(Collected data)
=== Section Start ===
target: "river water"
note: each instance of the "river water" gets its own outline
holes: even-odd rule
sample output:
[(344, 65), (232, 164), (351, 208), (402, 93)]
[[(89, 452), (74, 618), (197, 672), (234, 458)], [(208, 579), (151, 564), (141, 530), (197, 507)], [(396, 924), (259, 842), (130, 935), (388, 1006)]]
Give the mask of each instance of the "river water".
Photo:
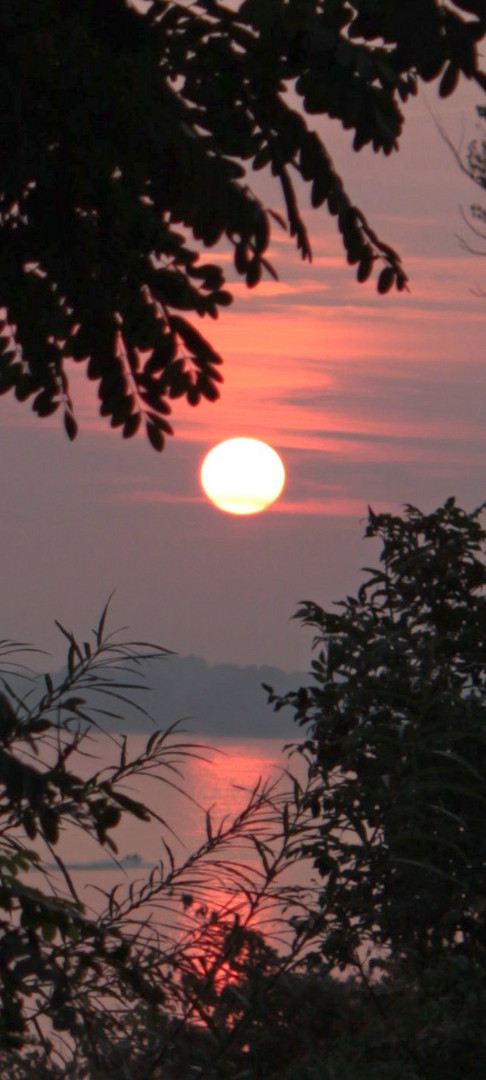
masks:
[[(147, 738), (127, 736), (127, 757), (140, 755)], [(96, 734), (84, 747), (85, 755), (73, 762), (72, 768), (86, 776), (96, 771), (101, 771), (100, 779), (109, 776), (110, 767), (119, 760), (120, 738)], [(123, 783), (122, 790), (151, 807), (158, 820), (145, 823), (125, 814), (120, 825), (109, 834), (117, 844), (117, 861), (81, 830), (73, 827), (64, 830), (56, 852), (68, 868), (79, 900), (91, 914), (99, 914), (106, 895), (117, 887), (118, 899), (127, 903), (130, 886), (139, 889), (151, 870), (161, 863), (163, 874), (171, 873), (173, 858), (175, 867), (180, 868), (173, 879), (174, 890), (173, 893), (167, 887), (160, 890), (151, 909), (152, 921), (155, 919), (159, 926), (183, 926), (190, 932), (195, 913), (204, 914), (206, 908), (226, 907), (246, 918), (248, 907), (265, 878), (262, 857), (252, 836), (260, 843), (268, 842), (267, 862), (271, 862), (272, 852), (278, 856), (282, 793), (290, 790), (283, 770), (290, 768), (303, 779), (302, 762), (296, 757), (289, 762), (278, 739), (220, 738), (211, 744), (208, 739), (207, 745), (195, 746), (187, 737), (174, 734), (160, 758), (158, 776), (148, 773), (130, 777)], [(265, 783), (276, 785), (276, 811), (266, 805), (254, 805), (248, 818), (232, 831), (231, 822), (251, 800), (251, 792)], [(191, 862), (192, 854), (208, 840), (207, 811), (210, 811), (210, 835), (216, 836), (224, 822), (228, 836), (216, 843), (213, 840), (202, 858)], [(52, 856), (43, 853), (42, 857), (49, 867), (53, 886), (60, 889), (62, 879), (54, 869)], [(277, 925), (275, 897), (281, 884), (290, 889), (307, 885), (310, 880), (308, 865), (296, 864), (285, 871), (283, 867), (284, 863), (278, 863), (278, 874), (252, 921), (252, 925), (267, 935), (274, 933)], [(154, 873), (158, 881), (159, 871)], [(35, 878), (38, 877), (36, 874)], [(190, 896), (195, 901), (184, 912), (181, 896)]]

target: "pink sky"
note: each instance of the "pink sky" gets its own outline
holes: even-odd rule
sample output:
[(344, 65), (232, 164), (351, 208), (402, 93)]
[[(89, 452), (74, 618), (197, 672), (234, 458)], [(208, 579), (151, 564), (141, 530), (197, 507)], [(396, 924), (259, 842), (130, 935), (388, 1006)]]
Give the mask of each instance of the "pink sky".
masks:
[[(427, 98), (438, 109), (432, 89)], [(464, 147), (476, 103), (466, 85), (440, 106)], [(329, 132), (352, 197), (399, 249), (410, 293), (359, 286), (333, 219), (309, 212), (313, 263), (277, 233), (279, 282), (238, 283), (233, 307), (205, 323), (226, 359), (222, 398), (176, 407), (162, 456), (99, 420), (78, 371), (72, 445), (56, 419), (0, 399), (1, 637), (55, 649), (54, 618), (82, 635), (116, 588), (113, 624), (134, 636), (211, 662), (307, 667), (309, 635), (289, 617), (301, 599), (329, 604), (356, 588), (375, 557), (361, 540), (368, 503), (486, 498), (486, 301), (471, 292), (486, 288), (486, 259), (456, 235), (476, 189), (423, 98), (391, 159), (352, 155), (349, 136)], [(200, 491), (205, 452), (233, 435), (266, 439), (284, 460), (284, 496), (263, 515), (229, 517)]]

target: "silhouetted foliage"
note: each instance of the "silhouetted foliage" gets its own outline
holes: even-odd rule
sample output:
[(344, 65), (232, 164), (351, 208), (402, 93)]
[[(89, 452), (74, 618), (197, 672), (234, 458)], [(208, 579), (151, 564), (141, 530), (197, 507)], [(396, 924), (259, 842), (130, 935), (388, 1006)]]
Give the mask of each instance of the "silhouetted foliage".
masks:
=== Section End ===
### Problem
Although the records contain pictures, return only their text, exactly as written.

### Response to this task
target: "river water"
note: each instance of the "river water" gets its own outline
holes: even-odd rule
sample output:
[(344, 65), (232, 164), (351, 208), (402, 93)]
[[(89, 452), (74, 618), (197, 672), (234, 458)], [(208, 579), (151, 564), (141, 530), (197, 507)], [(396, 924), (259, 842), (130, 935), (388, 1006)]]
Give the mask of each instance of the "river water".
Photo:
masks:
[[(147, 738), (127, 736), (127, 757), (140, 755)], [(96, 734), (84, 747), (85, 755), (73, 762), (72, 768), (86, 776), (96, 771), (101, 771), (100, 779), (109, 776), (110, 767), (119, 760), (120, 738)], [(123, 783), (122, 790), (151, 807), (158, 820), (145, 823), (125, 814), (120, 825), (109, 834), (117, 844), (117, 861), (81, 830), (73, 827), (64, 830), (56, 852), (68, 868), (79, 900), (91, 914), (99, 914), (106, 895), (117, 887), (118, 899), (127, 903), (130, 886), (139, 889), (151, 870), (161, 863), (163, 874), (171, 873), (173, 858), (175, 867), (180, 868), (173, 879), (174, 890), (173, 893), (167, 887), (160, 890), (151, 909), (152, 921), (155, 919), (159, 926), (183, 926), (190, 932), (195, 913), (204, 914), (206, 908), (226, 907), (246, 918), (248, 907), (265, 878), (262, 857), (252, 836), (260, 843), (268, 842), (267, 862), (271, 862), (272, 852), (278, 856), (282, 793), (290, 790), (283, 770), (290, 768), (303, 779), (302, 762), (296, 757), (289, 762), (278, 739), (220, 738), (211, 744), (208, 739), (207, 745), (195, 746), (187, 737), (174, 734), (160, 758), (158, 776), (148, 773), (130, 777)], [(265, 783), (276, 785), (276, 811), (266, 805), (254, 805), (248, 818), (232, 831), (231, 822), (251, 800), (251, 792)], [(191, 862), (192, 854), (208, 840), (207, 811), (210, 811), (210, 835), (216, 836), (224, 822), (228, 836), (216, 843), (213, 840), (202, 858)], [(52, 856), (43, 853), (42, 857), (49, 867), (53, 886), (60, 889), (62, 879), (54, 869)], [(277, 925), (275, 897), (281, 884), (290, 889), (307, 885), (310, 880), (308, 865), (296, 864), (285, 871), (283, 867), (284, 863), (278, 863), (278, 874), (252, 921), (252, 925), (267, 935), (274, 933)], [(154, 873), (158, 881), (159, 871)], [(35, 878), (38, 877), (36, 874)], [(190, 896), (195, 901), (184, 912), (181, 896)]]

target: "pink sky"
note: each instance of the "pink sky" gets its own outline
holes: even-odd rule
sample output:
[(344, 65), (232, 164), (351, 208), (402, 93)]
[[(89, 452), (74, 618), (197, 672), (234, 458)], [(208, 579), (151, 564), (141, 530), (197, 507)], [(396, 924), (259, 842), (130, 935), (388, 1006)]]
Give the mask of each instance of the "pink sky".
masks:
[[(427, 98), (438, 109), (432, 89)], [(464, 147), (476, 103), (466, 85), (440, 106)], [(329, 132), (352, 197), (399, 249), (410, 293), (359, 286), (333, 219), (309, 212), (313, 263), (277, 233), (279, 282), (238, 283), (233, 307), (205, 323), (226, 359), (222, 398), (176, 407), (162, 456), (99, 420), (78, 371), (72, 445), (56, 419), (0, 399), (1, 637), (55, 649), (54, 618), (82, 635), (116, 588), (113, 624), (134, 636), (211, 662), (307, 667), (309, 635), (289, 617), (301, 599), (329, 604), (356, 588), (375, 557), (361, 540), (368, 503), (486, 498), (486, 301), (471, 292), (486, 288), (486, 259), (456, 235), (476, 189), (423, 98), (391, 159), (352, 155), (349, 136)], [(200, 491), (205, 452), (233, 435), (266, 439), (284, 460), (284, 496), (263, 515), (229, 517)]]

target: "silhouetted foliage"
note: each instance of the "silhouetted foliage" gets its own outline
holes: even-odd rule
sample output:
[(344, 65), (232, 164), (351, 208), (402, 93)]
[[(89, 452), (74, 618), (197, 672), (234, 458)], [(208, 579), (151, 564), (141, 530), (197, 507)], [(396, 924), (259, 842), (130, 935), (388, 1006)]]
Give the mask of each instance of the "silhouetted foliage".
masks:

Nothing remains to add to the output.